━━━━━ Given data ━━━━━

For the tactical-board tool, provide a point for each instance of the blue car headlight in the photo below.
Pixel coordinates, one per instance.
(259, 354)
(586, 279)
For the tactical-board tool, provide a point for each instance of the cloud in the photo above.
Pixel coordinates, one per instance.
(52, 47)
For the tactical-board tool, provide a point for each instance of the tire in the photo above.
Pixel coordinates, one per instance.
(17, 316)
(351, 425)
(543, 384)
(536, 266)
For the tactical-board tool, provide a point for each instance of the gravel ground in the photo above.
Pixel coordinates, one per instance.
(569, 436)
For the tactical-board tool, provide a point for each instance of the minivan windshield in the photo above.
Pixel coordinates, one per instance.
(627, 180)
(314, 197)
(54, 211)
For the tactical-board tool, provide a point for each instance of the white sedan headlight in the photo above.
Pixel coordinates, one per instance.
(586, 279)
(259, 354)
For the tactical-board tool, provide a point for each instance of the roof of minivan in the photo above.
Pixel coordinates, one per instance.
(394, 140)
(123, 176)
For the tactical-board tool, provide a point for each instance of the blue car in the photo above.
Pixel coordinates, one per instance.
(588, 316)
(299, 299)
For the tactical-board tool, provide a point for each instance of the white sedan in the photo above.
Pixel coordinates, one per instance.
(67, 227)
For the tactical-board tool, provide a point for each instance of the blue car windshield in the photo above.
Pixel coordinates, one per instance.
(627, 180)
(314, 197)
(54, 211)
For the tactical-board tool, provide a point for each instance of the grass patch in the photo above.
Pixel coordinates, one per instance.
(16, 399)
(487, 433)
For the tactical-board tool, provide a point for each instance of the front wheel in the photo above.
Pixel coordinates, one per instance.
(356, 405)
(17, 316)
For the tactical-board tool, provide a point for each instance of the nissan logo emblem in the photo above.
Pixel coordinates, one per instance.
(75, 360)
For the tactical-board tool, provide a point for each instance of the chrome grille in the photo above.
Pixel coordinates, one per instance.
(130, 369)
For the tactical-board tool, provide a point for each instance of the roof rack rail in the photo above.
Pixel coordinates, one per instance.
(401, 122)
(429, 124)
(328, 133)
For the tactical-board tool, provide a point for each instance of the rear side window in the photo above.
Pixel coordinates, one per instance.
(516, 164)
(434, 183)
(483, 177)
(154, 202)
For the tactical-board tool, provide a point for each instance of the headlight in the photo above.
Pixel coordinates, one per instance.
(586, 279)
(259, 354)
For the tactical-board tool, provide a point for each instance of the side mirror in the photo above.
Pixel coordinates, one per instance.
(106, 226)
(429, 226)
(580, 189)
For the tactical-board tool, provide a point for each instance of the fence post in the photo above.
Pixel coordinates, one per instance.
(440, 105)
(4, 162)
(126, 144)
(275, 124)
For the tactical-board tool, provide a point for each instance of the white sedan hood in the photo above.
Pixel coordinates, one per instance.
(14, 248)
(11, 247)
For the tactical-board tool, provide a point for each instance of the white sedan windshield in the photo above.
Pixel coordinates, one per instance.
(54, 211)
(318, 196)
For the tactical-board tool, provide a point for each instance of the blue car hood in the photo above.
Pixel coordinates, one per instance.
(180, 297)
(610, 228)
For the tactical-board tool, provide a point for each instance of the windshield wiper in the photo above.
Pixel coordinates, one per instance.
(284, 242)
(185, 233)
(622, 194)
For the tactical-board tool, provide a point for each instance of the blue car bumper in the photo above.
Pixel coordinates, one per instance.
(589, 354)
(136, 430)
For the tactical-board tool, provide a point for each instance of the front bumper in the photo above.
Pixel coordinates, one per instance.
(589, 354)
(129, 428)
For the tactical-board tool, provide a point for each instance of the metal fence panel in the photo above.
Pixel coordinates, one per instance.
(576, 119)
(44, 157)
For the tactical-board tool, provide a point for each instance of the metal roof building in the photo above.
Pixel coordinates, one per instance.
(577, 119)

━━━━━

Given problem
Reproduce the material from the line containing "panel in the photo above." through the end of the material, keeping every request, and scale each pixel coordinate in the answers by 1.65, rounding to whole numbers with halves rounded up. Leave all other lines unchanged.

Full output
For the tactical-board tool, provide a point for each instance of the metal fence panel in the photo above.
Pixel coordinates, one per instance.
(950, 196)
(73, 259)
For the tactical-board tool, provide a point for each instance of the metal roof building in the photo above.
Pixel coordinates, one per instance.
(952, 196)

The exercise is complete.